Red commented about the primacy of relationship in her understanding of things, and a dislike of the authority inherent in the language of justice, and its incompatibility with anarchic principles.

 

My first feeling is that anarchy, like communism and many other beautiful ideas only work when all the people involved are working consciously and ethically in the same way. Wonderful aspirations, but not consistent with how many people are. It only takes one user or abuser to make such an approach fail. My second feeling is that relationship is not always quite such a straightforward option. In the Stone age village in my head, the whole community exists in relationship, but I’ve never lived in that situation. I’ve probably not known the people who stole from me. Often my only ‘relationship’ in threatening circumstances comes from being on the receiving end of something I don’t want. For the kidnapped child, the raped woman, the guy stabbed by a stranger, there has been no relationship with the attacker, no chance to avoid harm, and personally I see no reason for someone who wounds or kills a stranger to get away with that unchallenged. I recognise this means that I want there to be a degree of authority and power able to respond in some way to those who are not able to manage their own behaviour well for the rest of the tribe.

 

All life causes harm, but my thoughts around making justice an inherent part of relationship, had everything to do with my own desire to reduce the harm I cause. Red spoke of beetles accidentally squashed.  I mostly walk and cycle. I stop for beetles. No doubt I squish a few, but it’s not a bad example, the intent and effort to avoid causing harm is, for me at least, a recognition of the injustice that would be inherent in my killing something by not paying attention. No matter how hard we try, we will cause harm, but the more attention we pay, the less accidental, needless, pointless, careless harm-causing there should be. I think it’s got to be worth a shot.

▸ **Information shown**:
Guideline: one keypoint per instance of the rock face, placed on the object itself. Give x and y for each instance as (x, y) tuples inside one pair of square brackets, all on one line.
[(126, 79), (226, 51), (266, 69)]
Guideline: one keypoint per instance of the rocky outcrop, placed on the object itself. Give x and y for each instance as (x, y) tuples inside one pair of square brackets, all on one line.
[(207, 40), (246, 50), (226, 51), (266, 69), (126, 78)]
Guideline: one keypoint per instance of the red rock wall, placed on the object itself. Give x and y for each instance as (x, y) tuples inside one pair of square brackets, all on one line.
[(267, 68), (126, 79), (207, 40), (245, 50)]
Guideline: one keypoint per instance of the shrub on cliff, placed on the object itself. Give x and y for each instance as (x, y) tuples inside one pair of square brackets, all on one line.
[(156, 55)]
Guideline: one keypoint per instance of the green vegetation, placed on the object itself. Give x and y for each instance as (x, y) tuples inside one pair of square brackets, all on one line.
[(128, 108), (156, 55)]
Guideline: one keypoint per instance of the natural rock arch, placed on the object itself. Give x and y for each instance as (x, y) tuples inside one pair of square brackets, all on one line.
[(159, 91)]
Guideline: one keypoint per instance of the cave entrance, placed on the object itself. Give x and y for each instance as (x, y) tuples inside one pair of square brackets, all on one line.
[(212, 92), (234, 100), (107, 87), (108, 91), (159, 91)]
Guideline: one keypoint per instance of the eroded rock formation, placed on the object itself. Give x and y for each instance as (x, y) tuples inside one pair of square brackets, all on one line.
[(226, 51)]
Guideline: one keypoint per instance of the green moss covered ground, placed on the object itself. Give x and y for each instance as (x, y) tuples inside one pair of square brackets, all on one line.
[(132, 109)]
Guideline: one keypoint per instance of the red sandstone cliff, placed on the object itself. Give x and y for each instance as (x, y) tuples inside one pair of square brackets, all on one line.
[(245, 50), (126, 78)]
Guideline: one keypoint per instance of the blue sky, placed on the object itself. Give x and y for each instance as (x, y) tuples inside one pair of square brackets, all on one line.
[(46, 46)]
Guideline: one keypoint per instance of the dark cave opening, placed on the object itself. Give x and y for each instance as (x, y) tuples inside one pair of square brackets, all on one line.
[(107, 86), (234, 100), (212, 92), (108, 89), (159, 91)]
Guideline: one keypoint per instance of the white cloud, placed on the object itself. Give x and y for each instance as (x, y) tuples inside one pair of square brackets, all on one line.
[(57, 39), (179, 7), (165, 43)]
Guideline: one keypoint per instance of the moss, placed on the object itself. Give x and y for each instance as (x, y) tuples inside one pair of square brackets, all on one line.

▸ **Work order**: Write out the text above word for word, from "Red commented about" to "with anarchic principles.".

▸ **Your response**:
Red commented about the primacy of relationship in her understanding of things, and a dislike of the authority inherent in the language of justice, and its incompatibility with anarchic principles.